= SOURCE DATA =
'''
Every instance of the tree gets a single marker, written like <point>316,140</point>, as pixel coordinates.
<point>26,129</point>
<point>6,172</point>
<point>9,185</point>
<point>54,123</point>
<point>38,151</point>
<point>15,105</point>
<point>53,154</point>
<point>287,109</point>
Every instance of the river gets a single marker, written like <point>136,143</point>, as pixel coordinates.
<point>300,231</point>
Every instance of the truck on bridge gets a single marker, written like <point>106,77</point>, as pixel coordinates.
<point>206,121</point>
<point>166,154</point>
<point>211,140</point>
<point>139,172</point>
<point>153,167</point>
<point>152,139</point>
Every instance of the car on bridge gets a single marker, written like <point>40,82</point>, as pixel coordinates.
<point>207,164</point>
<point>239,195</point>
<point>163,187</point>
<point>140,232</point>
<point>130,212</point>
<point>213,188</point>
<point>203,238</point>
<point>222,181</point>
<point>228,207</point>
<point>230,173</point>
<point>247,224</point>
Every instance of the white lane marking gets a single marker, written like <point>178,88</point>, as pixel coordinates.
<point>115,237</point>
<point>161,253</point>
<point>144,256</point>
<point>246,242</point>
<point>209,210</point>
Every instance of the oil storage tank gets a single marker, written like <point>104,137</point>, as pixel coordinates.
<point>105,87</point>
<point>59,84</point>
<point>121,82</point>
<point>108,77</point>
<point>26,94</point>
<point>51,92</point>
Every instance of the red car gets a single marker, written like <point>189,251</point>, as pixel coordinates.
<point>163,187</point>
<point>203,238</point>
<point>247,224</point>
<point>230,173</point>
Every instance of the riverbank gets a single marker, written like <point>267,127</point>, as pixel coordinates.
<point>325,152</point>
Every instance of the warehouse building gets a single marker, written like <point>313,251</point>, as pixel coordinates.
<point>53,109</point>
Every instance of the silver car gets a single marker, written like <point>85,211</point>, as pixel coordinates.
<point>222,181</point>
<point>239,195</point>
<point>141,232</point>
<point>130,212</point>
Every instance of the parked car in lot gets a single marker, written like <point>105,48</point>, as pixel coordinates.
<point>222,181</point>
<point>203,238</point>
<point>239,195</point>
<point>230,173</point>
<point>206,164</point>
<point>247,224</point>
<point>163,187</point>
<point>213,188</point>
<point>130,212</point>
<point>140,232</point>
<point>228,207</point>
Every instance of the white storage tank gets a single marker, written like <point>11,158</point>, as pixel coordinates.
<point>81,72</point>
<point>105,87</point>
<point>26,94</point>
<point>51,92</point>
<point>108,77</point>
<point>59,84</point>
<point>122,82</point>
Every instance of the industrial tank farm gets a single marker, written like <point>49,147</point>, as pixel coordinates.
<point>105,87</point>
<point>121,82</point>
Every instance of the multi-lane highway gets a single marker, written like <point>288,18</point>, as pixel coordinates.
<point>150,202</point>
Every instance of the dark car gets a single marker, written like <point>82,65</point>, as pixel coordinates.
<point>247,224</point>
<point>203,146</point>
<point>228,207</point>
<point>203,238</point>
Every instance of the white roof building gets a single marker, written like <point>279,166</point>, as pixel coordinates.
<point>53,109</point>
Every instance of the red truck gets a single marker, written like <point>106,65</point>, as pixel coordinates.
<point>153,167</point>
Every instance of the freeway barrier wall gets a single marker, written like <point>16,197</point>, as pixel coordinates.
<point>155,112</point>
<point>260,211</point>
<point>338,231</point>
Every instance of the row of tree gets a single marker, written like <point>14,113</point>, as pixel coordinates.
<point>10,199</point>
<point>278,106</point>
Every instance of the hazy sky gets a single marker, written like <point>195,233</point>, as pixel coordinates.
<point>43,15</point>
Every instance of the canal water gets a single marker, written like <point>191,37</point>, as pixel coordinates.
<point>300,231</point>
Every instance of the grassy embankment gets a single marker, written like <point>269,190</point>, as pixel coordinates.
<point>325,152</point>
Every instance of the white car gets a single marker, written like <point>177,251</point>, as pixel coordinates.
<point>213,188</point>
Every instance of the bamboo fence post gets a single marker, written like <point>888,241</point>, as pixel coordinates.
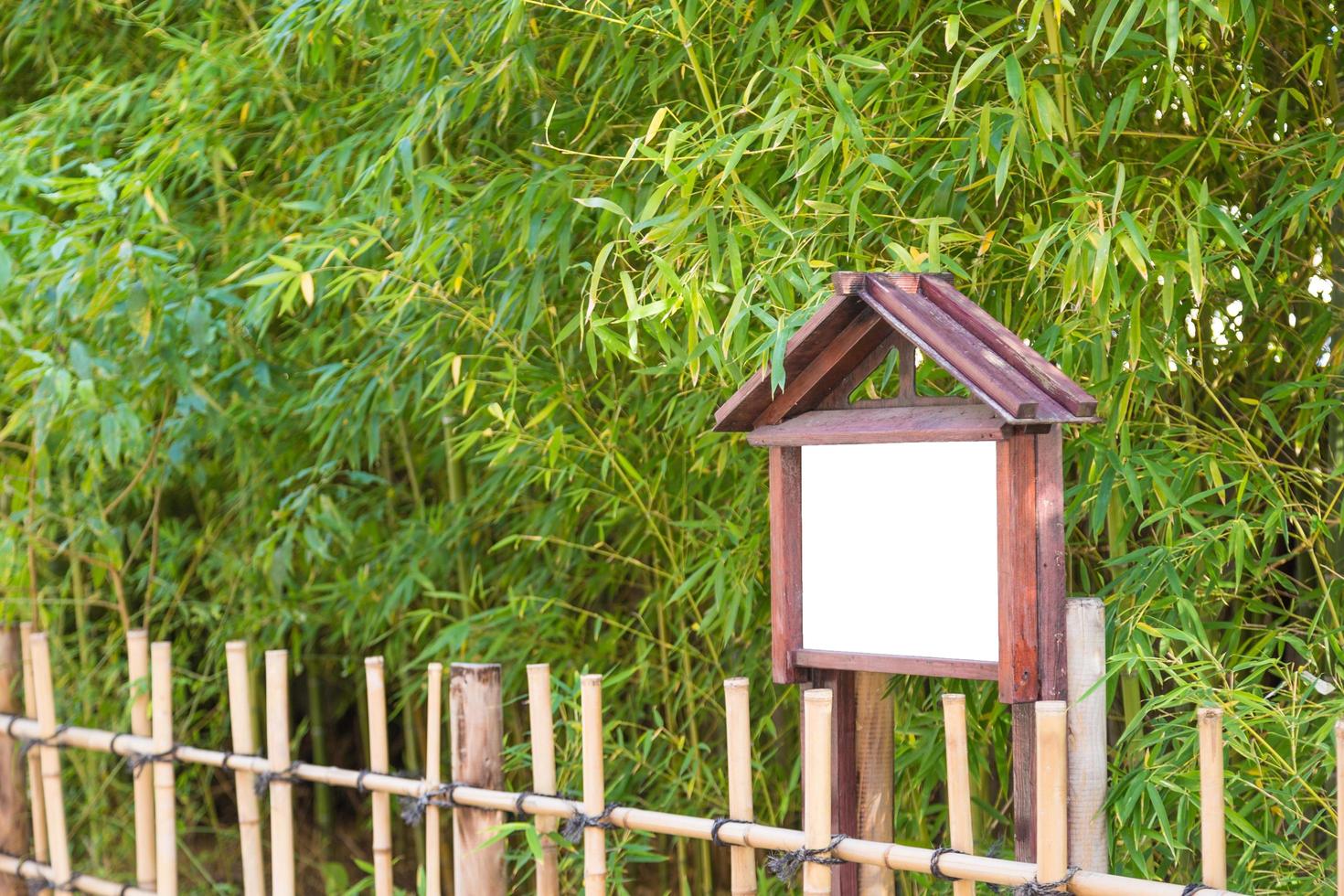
'''
= WRITTEN EXERCISE =
Please render the records as a JSON list of strings, one string per line with blank lines left out. Begin at the first line of the records and stop after the line that contains "<point>287,109</point>".

= WRITTEN RESPONSE =
[
  "Every instance of the tree gets a single marker, written like <point>316,140</point>, as pixel coordinates.",
  "<point>26,129</point>",
  "<point>6,172</point>",
  "<point>9,185</point>",
  "<point>54,123</point>",
  "<point>38,151</point>",
  "<point>15,105</point>",
  "<point>53,154</point>",
  "<point>287,109</point>"
]